TEXT SECTION:
-=-=-

KNN (Cosine, Euclidean, Manhattan, Minkowski)
Naive Bayes (Count, TF-IDF)
Logistic Regression
SVM (Linear, RBF, Polynomial, Sigmoid)
Random Forest (Standard, Balanced, ExtraTrees + OOB)
Gradient Boosting
Isolation Forest

🔡 NLP Pipeline

Tokenization
Normalization
TF-IDF
Word2Vec (lightweight training)
FastText-style embeddings (subword support)

🔎 Rule Engine

Vec-Eyes supports rule-based matching with scoring.

✔ Default (no dependencies)

Regex-based matcher

✔ Optional (feature flag)

VectorScan feature-gated backend. The current implementation keeps a safe regex-compatible fallback behind the feature until native scanning paths are wired.

-=-=-

SUPPLIED ENTRIES:
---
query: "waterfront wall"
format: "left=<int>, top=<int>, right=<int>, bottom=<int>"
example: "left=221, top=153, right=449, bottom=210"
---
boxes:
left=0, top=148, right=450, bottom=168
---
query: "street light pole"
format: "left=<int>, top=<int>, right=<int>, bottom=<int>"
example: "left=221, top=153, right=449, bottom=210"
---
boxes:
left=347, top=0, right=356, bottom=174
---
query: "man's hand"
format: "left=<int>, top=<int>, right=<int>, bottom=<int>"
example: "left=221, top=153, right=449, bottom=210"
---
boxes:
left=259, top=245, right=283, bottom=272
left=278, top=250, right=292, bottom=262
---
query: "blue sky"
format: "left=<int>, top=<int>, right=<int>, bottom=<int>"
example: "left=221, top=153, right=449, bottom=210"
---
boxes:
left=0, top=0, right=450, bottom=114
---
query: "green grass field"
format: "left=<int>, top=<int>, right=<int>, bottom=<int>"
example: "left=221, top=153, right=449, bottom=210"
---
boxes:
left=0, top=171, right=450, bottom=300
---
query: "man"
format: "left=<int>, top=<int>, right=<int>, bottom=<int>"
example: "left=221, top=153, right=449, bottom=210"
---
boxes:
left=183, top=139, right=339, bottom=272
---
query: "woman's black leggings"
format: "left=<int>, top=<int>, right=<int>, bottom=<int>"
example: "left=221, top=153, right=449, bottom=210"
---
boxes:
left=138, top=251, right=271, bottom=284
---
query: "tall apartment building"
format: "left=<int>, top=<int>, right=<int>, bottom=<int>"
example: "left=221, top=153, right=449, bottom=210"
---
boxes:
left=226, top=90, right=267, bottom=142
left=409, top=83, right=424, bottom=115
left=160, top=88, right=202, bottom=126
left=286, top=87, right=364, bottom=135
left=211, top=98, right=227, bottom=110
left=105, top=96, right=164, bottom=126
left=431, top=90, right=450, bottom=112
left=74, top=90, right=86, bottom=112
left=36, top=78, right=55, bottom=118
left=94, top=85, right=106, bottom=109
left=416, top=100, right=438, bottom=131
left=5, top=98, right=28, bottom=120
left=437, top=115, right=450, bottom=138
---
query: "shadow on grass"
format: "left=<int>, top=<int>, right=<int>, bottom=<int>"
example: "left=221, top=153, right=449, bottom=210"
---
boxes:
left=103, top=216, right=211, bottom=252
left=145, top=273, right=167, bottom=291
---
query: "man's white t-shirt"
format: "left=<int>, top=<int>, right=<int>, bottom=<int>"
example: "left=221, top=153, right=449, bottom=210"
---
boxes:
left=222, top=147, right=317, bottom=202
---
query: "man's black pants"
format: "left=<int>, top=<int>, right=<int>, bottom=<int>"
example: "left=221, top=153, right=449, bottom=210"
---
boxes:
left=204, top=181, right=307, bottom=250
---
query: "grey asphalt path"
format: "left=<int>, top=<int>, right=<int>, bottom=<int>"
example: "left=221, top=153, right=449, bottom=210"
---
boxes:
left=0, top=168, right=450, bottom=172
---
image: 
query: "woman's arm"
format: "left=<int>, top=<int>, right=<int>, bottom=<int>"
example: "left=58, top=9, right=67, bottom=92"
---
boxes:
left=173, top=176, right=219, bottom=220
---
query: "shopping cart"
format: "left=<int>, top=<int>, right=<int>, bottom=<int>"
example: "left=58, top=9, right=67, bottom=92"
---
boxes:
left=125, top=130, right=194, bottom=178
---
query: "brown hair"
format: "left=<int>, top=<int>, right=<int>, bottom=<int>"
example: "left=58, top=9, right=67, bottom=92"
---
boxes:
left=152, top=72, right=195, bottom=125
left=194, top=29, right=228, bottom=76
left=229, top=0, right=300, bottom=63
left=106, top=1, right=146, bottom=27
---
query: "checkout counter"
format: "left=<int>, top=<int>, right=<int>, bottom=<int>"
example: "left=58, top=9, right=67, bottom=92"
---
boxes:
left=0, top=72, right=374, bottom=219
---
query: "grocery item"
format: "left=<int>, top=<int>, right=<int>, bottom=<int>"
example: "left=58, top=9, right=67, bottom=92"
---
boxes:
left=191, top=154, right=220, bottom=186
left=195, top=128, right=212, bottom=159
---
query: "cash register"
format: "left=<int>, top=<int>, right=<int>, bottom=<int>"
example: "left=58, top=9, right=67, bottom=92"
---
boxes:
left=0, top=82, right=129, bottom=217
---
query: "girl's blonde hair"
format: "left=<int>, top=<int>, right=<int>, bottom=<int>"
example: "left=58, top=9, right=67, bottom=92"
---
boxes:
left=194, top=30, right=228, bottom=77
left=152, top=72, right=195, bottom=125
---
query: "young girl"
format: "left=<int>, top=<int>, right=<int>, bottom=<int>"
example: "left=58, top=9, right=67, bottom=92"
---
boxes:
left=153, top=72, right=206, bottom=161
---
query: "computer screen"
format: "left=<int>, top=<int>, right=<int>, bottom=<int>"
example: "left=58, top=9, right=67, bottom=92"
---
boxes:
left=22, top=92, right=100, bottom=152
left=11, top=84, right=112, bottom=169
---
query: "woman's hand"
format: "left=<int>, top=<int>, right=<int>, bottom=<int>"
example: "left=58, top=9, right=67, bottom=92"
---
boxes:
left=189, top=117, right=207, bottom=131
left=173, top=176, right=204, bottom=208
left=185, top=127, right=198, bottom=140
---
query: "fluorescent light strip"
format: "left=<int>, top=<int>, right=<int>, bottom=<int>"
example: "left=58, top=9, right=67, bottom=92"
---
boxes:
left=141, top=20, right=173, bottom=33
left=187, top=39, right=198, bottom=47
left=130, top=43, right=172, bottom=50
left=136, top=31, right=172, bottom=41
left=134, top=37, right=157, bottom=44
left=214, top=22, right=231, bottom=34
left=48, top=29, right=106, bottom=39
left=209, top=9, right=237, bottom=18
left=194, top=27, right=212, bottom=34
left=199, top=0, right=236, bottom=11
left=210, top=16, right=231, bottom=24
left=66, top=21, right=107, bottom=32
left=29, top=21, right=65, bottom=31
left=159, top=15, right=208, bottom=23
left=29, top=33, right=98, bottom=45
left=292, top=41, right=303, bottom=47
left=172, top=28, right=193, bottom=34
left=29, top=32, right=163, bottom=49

-=-=-

PROMPT:
Answer these about the Vec-Eyes text above:
1. Which SVM kernels does it list?
2. What do the FastText-style embeddings support?
3. What matcher does the rule engine use by default?

FULL SOLUTION:
1. Linear, RBF, Polynomial, and Sigmoid.
2. Subwords.
3. A regex-based matcher.